> _Passage to read_:
■ ■ ■

Thursday, April 28, 2016

Exploring sizes of data types in Python

By Vasudev Ram

I was doing some experiments in Python to see how much of various data types could fit into the memory of my machine. Things like creating successively larger lists of integers (ints), to see at what point it ran out of memory.

At one point, I got a MemoryError while trying to create a list of ints that I thought should fit into memory. Sample code:
>>> lis = range(10 ** 9)
Traceback (most recent call last):
  File "<stdin>", line 1, in <module>
MemoryError
After thinking a bit, I realized that the error was to be expected, since data types in dynamic languages such as Python tend to take more space than they do in static languages such as C, due to metadata, pre-allocation (for some types) and interpreter book-keeping overhead.

And I remembered the sys.getsizeof() function, which shows the number of bytes used by its argument. So I wrote this code to display the types and sizes of some commonly used types in Python:
from __future__ import print_function
import sys

# data_type_sizes_w_list_comp.py
# A program to show the sizes in bytes, of values of various 
# Python data types.`

# Author: Vasudev Ram
# Copyright 2016 Vasudev Ram - https://vasudevram.github.io

#class Foo:
class Foo(object):
    pass

def gen_func():
    yield 1

def setup_data():
    a_bool = bool(0)
    an_int = 0
    a_long = long(0)
    a_float = float(0)
    a_complex = complex(0, 0)
    a_str = ''
    a_tuple = ()
    a_list = []
    a_dict = {}
    a_set = set()
    an_iterator = iter([1, 2, 3])
    a_function = gen_func
    a_generator = gen_func()
    an_instance = Foo()

■ ■ ■

> _Raw data_:
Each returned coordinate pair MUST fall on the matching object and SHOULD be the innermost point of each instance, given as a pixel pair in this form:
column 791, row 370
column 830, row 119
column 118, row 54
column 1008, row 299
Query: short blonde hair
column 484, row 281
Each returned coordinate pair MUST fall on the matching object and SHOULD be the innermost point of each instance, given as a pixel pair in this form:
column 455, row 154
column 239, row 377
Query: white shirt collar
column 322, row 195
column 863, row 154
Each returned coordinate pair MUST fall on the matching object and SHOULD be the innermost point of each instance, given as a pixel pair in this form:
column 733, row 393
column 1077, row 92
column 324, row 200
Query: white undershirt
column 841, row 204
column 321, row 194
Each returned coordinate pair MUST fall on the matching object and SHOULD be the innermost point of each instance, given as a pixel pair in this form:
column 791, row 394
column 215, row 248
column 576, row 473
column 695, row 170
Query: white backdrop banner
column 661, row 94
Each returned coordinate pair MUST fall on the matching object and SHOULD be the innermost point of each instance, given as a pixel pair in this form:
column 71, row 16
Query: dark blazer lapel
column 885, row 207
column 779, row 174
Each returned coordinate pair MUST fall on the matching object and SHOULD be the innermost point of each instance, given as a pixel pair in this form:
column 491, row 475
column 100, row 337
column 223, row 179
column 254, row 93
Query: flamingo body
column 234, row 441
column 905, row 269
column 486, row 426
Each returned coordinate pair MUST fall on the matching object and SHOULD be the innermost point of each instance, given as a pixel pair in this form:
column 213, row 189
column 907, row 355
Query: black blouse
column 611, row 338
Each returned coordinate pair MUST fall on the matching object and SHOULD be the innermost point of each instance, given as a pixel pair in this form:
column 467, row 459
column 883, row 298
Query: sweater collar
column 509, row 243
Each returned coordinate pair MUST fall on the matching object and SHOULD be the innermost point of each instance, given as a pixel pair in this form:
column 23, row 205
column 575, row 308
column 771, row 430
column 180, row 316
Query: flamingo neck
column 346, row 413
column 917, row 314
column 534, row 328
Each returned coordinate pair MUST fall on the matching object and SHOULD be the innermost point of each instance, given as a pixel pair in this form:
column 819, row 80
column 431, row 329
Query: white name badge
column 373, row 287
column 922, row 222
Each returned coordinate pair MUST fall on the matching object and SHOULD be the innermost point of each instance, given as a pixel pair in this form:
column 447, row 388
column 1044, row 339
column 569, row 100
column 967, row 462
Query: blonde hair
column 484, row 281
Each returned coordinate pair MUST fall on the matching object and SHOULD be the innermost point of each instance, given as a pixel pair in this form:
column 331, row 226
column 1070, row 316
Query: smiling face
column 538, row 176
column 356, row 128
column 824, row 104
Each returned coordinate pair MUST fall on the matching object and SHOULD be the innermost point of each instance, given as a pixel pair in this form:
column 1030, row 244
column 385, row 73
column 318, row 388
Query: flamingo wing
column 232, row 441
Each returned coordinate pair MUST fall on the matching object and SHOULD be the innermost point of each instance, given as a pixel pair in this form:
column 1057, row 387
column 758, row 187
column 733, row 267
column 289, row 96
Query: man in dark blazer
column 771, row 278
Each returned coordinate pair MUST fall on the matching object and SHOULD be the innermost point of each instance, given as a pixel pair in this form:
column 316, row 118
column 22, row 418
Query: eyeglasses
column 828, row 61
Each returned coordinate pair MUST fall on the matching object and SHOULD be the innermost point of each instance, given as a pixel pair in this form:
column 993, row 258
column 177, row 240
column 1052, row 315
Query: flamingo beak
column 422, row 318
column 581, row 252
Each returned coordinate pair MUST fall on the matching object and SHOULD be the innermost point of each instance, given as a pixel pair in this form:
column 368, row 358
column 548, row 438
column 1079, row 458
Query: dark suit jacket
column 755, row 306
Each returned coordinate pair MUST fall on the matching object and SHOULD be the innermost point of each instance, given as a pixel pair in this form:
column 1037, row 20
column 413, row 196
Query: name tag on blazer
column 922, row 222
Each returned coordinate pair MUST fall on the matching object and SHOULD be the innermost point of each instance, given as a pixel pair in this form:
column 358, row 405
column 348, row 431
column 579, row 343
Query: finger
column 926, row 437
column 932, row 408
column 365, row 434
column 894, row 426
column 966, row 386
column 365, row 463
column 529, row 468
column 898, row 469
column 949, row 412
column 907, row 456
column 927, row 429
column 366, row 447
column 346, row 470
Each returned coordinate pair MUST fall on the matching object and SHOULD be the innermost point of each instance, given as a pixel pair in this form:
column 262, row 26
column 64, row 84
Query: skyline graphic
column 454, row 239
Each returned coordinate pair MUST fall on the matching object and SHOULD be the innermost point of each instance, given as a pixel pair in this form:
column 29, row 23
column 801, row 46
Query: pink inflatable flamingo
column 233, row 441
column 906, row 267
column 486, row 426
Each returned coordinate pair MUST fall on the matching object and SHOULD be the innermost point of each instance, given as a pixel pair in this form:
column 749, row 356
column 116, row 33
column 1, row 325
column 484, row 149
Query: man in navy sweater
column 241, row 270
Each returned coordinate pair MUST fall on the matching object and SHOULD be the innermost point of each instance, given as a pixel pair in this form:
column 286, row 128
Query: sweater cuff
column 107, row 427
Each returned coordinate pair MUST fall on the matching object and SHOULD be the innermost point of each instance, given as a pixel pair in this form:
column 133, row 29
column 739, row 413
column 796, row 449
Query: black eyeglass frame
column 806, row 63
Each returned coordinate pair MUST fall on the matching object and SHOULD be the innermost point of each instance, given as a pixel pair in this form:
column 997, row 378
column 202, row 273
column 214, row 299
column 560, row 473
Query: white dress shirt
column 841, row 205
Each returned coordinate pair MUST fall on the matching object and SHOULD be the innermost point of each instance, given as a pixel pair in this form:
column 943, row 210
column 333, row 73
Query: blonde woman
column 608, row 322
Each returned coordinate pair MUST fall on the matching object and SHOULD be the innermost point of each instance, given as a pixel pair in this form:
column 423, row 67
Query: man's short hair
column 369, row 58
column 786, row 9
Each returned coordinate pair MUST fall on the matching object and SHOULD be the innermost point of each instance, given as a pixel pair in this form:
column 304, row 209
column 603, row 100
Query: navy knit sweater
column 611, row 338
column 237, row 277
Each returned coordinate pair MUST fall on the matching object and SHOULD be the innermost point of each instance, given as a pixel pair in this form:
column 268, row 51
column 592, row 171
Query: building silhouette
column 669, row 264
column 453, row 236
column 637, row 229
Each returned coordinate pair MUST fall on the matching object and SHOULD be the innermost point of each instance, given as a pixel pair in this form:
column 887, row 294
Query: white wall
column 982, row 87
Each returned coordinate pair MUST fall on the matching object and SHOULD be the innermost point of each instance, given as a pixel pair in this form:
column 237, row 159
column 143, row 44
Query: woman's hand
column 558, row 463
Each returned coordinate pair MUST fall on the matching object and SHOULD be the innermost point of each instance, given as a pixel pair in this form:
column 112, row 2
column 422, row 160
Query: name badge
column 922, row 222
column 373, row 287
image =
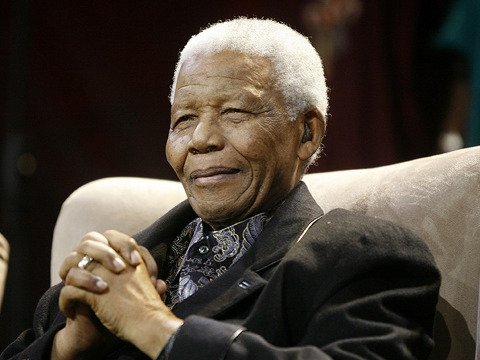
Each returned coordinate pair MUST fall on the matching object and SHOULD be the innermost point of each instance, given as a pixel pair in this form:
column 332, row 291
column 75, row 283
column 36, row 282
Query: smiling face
column 231, row 143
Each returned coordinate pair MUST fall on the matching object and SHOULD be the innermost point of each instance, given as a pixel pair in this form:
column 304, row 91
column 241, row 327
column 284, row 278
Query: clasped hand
column 117, row 296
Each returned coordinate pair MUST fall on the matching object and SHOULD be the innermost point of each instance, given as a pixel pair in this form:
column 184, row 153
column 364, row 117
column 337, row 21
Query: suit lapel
column 244, row 278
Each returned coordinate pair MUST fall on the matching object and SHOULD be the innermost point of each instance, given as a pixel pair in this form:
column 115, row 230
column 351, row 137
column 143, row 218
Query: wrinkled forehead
column 226, row 64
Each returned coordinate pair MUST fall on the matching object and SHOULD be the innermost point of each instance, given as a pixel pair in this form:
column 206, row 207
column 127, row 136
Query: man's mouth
column 212, row 172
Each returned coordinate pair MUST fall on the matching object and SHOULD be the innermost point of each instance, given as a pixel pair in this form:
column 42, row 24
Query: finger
column 150, row 263
column 86, row 280
column 124, row 245
column 70, row 296
column 161, row 288
column 102, row 253
column 95, row 245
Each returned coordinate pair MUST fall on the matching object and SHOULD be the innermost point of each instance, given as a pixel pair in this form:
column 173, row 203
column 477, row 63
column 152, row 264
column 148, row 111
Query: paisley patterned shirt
column 198, row 257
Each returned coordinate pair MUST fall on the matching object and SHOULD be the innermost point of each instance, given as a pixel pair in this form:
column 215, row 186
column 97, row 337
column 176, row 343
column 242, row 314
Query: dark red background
column 85, row 86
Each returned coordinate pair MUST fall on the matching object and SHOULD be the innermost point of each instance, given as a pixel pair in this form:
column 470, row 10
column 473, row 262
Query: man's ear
column 312, row 129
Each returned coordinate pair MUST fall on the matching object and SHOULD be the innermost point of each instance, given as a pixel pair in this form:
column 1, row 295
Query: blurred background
column 84, row 87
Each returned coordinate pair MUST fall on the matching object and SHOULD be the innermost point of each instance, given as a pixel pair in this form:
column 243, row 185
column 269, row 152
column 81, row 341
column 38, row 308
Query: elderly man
column 253, row 269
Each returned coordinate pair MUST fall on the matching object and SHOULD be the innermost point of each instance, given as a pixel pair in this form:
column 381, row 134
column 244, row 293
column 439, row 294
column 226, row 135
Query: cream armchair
column 438, row 197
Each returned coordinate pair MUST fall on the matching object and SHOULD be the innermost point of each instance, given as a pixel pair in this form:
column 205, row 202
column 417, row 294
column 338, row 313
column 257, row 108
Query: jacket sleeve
column 36, row 342
column 358, row 291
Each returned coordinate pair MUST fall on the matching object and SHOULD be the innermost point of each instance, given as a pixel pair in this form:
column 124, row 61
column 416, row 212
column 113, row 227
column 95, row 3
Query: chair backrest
column 4, row 252
column 438, row 197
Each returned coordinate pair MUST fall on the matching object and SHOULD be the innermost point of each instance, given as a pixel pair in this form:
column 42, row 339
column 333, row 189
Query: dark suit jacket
column 352, row 288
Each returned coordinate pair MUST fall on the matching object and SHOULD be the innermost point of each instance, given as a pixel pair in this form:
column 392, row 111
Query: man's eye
column 183, row 118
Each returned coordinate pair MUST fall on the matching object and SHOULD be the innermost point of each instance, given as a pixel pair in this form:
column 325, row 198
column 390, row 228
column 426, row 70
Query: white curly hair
column 298, row 69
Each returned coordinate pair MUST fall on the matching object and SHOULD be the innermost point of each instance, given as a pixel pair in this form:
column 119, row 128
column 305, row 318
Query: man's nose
column 206, row 137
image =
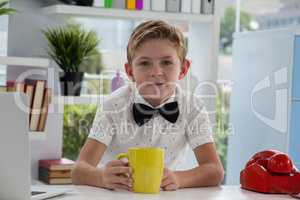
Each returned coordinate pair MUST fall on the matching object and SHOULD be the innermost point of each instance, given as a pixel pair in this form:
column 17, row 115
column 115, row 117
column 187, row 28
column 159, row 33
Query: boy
column 153, row 111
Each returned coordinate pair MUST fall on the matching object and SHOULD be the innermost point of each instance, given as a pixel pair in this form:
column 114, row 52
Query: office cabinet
column 265, row 110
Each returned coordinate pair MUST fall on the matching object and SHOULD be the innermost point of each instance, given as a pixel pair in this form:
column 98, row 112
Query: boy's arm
column 209, row 172
column 85, row 171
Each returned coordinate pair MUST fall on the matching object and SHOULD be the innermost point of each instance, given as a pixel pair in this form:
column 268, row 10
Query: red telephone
column 270, row 171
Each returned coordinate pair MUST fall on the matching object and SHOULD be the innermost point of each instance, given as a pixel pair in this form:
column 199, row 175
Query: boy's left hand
column 169, row 181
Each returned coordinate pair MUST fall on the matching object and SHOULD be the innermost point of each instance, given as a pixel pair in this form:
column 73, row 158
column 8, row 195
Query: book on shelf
column 158, row 5
column 29, row 90
column 173, row 5
column 139, row 4
column 39, row 98
column 44, row 109
column 130, row 4
column 57, row 164
column 146, row 4
column 119, row 4
column 20, row 87
column 37, row 102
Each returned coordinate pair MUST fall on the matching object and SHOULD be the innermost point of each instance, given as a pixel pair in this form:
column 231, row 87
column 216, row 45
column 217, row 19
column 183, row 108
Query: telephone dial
column 271, row 171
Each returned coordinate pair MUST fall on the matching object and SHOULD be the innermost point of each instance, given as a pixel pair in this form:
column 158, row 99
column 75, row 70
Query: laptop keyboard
column 36, row 193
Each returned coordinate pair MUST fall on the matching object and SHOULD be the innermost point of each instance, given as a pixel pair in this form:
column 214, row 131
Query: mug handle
column 122, row 155
column 119, row 157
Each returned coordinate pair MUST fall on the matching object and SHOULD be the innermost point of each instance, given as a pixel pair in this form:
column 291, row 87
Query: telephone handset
column 270, row 171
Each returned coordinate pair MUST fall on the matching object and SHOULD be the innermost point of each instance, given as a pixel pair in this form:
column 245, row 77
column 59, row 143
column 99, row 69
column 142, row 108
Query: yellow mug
column 147, row 165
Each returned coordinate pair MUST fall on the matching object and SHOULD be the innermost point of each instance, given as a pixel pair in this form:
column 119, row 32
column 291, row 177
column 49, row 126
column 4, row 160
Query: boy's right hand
column 114, row 175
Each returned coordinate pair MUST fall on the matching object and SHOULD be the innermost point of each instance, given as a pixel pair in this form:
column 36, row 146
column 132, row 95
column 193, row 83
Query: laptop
column 15, row 177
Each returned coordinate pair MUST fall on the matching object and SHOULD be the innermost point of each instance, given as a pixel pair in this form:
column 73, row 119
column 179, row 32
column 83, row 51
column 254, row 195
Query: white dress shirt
column 114, row 126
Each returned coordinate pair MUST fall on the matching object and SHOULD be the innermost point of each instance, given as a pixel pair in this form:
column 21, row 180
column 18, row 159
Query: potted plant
column 71, row 46
column 4, row 10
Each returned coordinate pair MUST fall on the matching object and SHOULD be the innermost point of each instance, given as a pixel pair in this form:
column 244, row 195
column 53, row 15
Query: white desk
column 209, row 193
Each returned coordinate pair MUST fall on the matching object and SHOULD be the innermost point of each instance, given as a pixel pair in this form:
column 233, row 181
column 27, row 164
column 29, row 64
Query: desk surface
column 209, row 193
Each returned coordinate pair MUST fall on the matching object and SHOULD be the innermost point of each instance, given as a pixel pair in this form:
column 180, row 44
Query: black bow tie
column 143, row 113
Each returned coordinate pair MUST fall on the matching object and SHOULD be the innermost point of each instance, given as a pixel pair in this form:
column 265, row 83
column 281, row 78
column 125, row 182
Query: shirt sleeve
column 199, row 130
column 102, row 129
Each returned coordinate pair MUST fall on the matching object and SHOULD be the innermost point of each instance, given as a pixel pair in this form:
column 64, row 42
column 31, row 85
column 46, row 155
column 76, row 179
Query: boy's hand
column 170, row 181
column 117, row 175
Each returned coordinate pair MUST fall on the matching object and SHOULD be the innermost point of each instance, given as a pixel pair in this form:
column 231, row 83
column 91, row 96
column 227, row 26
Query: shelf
column 80, row 100
column 124, row 14
column 25, row 61
column 36, row 135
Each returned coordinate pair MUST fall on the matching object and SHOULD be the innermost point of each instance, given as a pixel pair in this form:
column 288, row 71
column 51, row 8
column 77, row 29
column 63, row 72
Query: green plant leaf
column 70, row 46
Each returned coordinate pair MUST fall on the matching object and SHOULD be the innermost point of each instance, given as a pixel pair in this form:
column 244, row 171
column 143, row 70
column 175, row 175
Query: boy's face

■ ■ ■

> _Short problem 1_:
In the post on Python data type sizes, what does the sys.getsizeof() function show?
> _Short problem 2_:
According to the post on Python data type sizes, what causes data types in dynamic languages to take more space than in static languages? List every cause it names.
> _Short problem 3_:
Continue the post on Python data type sizes, starting right after its last line.
The entries have nothing to do with the post on Python data type sizes.

> _Exercise answer 1_:
It shows the number of bytes used by its argument.

> _Exercise answer 2_:
- Metadata
- Pre-allocation (for some types)
- Interpreter book-keeping overhead

> _Exercise answer 3_:
    data = (a_bool, an_int, a_long, a_float, a_complex,
        a_str, a_tuple, a_list, a_dict, a_set,
        an_iterator, a_function, a_generator, an_instance)
    return data

data = setup_data()

print("\nPython data type sizes:\n")

header = "{} {} {}".format(\
    "Data".center(10), "Type".center(15), "Length".center(10))
print(header)
print('-' * 40)

rows = [ "{} {} {}".format(\
    repr(item).center(10), str(type(item)).center(15), \
    str(sys.getsizeof(item)).center(10)) for item in data[:-4] ]
print('\n'.join(rows))
print('-' * 70)

rows = [ "{} {} {}".format(\
    repr(item).center(10), str(type(item)).center(15), \
    str(sys.getsizeof(item)).center(10)) for item in data[-4:] ]
print('\n'.join(rows))
print('-' * 70)
(I broke out the last 4 objects above into a separate section/table, since the output for them is wider than for the ones above them.)

Although iterators, functions, generators and instances (of classes) are not traditionally considered as data types, I included them as well, since they are all objects (see: almost everything in Python is an object), so they are data in a sense too, at least in the sense that programs can manipulate them. And while one is not likely to create tens of thousands or more of objects of these types (except maybe class instances [1]), it's interesting to have an idea of how much space instances of them take in memory.

[1] As an aside, if you have to create thousands of class instances, the flyweight design pattern might be of help.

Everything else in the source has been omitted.